**Collected data**
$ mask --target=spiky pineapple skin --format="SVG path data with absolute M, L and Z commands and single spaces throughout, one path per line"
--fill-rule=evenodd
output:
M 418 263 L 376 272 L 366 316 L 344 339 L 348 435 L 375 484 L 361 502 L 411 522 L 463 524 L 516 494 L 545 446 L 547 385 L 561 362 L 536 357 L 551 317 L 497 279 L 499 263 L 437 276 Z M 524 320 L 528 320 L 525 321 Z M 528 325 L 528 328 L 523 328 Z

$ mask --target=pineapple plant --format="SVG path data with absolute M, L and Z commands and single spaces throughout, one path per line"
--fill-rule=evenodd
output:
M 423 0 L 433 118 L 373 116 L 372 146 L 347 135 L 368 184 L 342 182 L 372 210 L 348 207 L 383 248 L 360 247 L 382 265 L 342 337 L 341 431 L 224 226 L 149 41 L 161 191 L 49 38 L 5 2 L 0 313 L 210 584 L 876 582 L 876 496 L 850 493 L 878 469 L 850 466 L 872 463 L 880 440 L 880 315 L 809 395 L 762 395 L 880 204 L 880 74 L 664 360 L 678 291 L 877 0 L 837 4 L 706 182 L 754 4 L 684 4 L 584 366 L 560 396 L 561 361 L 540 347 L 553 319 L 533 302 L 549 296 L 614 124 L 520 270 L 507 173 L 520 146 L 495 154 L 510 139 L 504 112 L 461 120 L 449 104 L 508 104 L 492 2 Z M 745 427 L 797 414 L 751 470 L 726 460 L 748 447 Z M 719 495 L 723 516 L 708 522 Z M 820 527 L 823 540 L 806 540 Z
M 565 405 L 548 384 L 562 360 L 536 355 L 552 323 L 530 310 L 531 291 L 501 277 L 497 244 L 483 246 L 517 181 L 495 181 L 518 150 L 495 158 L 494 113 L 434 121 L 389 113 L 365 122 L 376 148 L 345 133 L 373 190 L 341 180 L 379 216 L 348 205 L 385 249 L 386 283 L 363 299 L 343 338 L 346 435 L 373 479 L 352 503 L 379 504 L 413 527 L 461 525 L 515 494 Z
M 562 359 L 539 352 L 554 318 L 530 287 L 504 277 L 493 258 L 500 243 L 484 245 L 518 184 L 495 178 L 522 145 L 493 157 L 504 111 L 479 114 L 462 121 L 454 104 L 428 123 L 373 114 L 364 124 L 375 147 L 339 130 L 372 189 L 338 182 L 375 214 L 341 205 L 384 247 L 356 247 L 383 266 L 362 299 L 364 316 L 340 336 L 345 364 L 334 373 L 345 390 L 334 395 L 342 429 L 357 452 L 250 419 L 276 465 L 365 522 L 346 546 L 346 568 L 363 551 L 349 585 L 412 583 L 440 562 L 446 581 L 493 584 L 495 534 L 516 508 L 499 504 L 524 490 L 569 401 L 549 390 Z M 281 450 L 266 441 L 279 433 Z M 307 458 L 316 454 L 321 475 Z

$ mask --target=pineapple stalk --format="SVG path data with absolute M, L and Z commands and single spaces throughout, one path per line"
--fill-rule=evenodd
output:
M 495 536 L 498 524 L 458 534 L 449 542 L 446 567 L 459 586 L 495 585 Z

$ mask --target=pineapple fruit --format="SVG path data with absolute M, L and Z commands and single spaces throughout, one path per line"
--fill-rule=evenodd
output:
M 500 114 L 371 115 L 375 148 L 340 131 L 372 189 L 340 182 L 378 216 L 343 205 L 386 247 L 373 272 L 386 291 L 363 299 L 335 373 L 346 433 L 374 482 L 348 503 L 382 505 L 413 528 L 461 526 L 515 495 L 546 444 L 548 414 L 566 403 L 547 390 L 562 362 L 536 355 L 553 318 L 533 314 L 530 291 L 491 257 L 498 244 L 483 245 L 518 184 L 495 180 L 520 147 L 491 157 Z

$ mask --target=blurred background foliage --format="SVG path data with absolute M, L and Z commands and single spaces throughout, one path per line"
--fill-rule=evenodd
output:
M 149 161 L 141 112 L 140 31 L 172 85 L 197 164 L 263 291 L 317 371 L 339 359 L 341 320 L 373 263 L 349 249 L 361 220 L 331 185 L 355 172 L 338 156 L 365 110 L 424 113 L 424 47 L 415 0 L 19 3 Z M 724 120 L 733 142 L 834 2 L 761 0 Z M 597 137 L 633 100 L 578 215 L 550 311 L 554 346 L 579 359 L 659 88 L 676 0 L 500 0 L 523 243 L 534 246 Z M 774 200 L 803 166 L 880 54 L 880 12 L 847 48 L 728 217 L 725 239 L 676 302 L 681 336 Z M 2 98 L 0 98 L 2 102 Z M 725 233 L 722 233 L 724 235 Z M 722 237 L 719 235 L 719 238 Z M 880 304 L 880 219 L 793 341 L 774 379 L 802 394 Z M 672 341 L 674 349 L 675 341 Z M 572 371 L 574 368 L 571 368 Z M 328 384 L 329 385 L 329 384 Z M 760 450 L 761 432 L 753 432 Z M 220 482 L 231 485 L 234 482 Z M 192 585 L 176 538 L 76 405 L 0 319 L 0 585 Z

**Task objective**
Write all the data out again, word for word.

**Your response**
$ mask --target=spiky pineapple skin --format="SVG path data with absolute M, L and Z commands and single spaces throughout, one path per line"
--fill-rule=evenodd
output:
M 418 263 L 376 272 L 366 316 L 344 339 L 348 435 L 375 484 L 361 502 L 411 522 L 463 524 L 516 494 L 545 446 L 547 385 L 561 362 L 536 357 L 551 317 L 497 279 L 499 263 L 437 276 Z M 524 320 L 528 320 L 525 321 Z M 528 325 L 528 328 L 523 328 Z

$ mask --target=pineapple plant --format="SVG path data with absolute M, L and Z commands and single spaces throughout, one path per line"
--fill-rule=evenodd
output:
M 423 0 L 433 118 L 373 116 L 372 146 L 347 135 L 368 184 L 342 182 L 372 210 L 348 207 L 383 248 L 360 247 L 382 265 L 342 337 L 341 431 L 224 226 L 149 41 L 161 191 L 49 38 L 5 2 L 0 313 L 210 584 L 876 582 L 876 496 L 850 493 L 878 469 L 850 466 L 872 463 L 880 440 L 880 315 L 809 395 L 762 395 L 880 204 L 880 74 L 664 360 L 678 291 L 877 0 L 837 4 L 706 182 L 754 4 L 684 4 L 584 366 L 560 396 L 561 361 L 540 347 L 553 319 L 533 302 L 549 296 L 614 124 L 520 270 L 507 173 L 520 146 L 495 154 L 510 139 L 504 112 L 461 120 L 449 104 L 508 104 L 492 2 Z M 745 427 L 797 414 L 751 470 L 726 460 L 748 447 Z M 719 495 L 723 516 L 708 522 Z M 820 527 L 823 540 L 806 540 Z
M 565 405 L 548 384 L 562 360 L 536 355 L 552 323 L 530 310 L 531 291 L 501 277 L 497 244 L 483 246 L 517 181 L 495 181 L 518 150 L 495 158 L 494 113 L 434 121 L 389 113 L 365 122 L 376 148 L 345 133 L 373 190 L 341 180 L 379 216 L 348 205 L 385 249 L 386 283 L 363 299 L 343 338 L 346 435 L 373 479 L 352 503 L 379 504 L 413 527 L 461 525 L 515 494 Z
M 562 359 L 539 352 L 554 318 L 530 287 L 504 277 L 493 258 L 500 243 L 484 245 L 518 184 L 495 178 L 522 145 L 493 157 L 504 111 L 479 114 L 462 121 L 454 104 L 428 123 L 373 114 L 364 124 L 375 147 L 339 130 L 372 189 L 338 182 L 375 214 L 341 205 L 384 247 L 356 247 L 383 266 L 362 299 L 364 316 L 340 336 L 345 364 L 334 373 L 345 390 L 334 395 L 342 429 L 357 452 L 250 419 L 276 465 L 365 522 L 346 546 L 346 568 L 363 551 L 349 585 L 412 583 L 440 562 L 446 581 L 493 584 L 495 534 L 516 508 L 499 504 L 524 490 L 569 401 L 549 390 Z M 281 450 L 266 441 L 279 433 Z M 307 458 L 316 454 L 321 475 Z

$ mask --target=pineapple stalk --format="SVG path data with absolute M, L and Z commands and single spaces throughout, one path per line"
--fill-rule=evenodd
output:
M 495 536 L 498 524 L 458 534 L 449 542 L 446 567 L 459 586 L 495 585 Z

$ mask --target=pineapple fruit --format="SVG path data with absolute M, L and Z commands and single spaces throughout, one path per line"
--fill-rule=evenodd
output:
M 500 114 L 371 115 L 375 148 L 340 131 L 372 189 L 340 182 L 378 216 L 343 205 L 386 247 L 373 272 L 386 291 L 363 299 L 335 373 L 346 433 L 374 482 L 348 503 L 382 505 L 413 528 L 461 526 L 515 495 L 546 444 L 548 414 L 566 403 L 547 390 L 562 362 L 536 355 L 553 318 L 533 314 L 530 291 L 491 257 L 498 244 L 483 245 L 518 184 L 495 180 L 520 147 L 491 157 Z

$ mask --target=blurred background foliage --format="SVG path data with absolute M, L and Z commands and single spaces throughout, one path per line"
--fill-rule=evenodd
output:
M 149 161 L 141 112 L 140 31 L 172 85 L 197 164 L 263 291 L 317 371 L 339 359 L 341 320 L 373 263 L 349 249 L 361 220 L 331 185 L 355 172 L 338 156 L 365 110 L 424 113 L 424 47 L 415 0 L 19 3 Z M 724 120 L 733 142 L 834 2 L 761 0 Z M 597 137 L 633 100 L 578 215 L 550 311 L 554 346 L 579 359 L 659 88 L 676 0 L 500 0 L 523 243 L 534 246 Z M 774 200 L 803 166 L 880 54 L 880 12 L 847 48 L 728 217 L 725 239 L 676 302 L 681 336 Z M 2 98 L 0 98 L 2 102 Z M 725 233 L 722 233 L 724 235 Z M 722 237 L 719 235 L 719 238 Z M 880 304 L 880 219 L 793 341 L 774 379 L 802 394 Z M 672 341 L 674 349 L 675 341 Z M 572 371 L 574 368 L 571 368 Z M 328 384 L 329 385 L 329 384 Z M 760 450 L 761 432 L 753 432 Z M 220 482 L 231 485 L 234 482 Z M 192 585 L 176 538 L 76 405 L 0 319 L 0 585 Z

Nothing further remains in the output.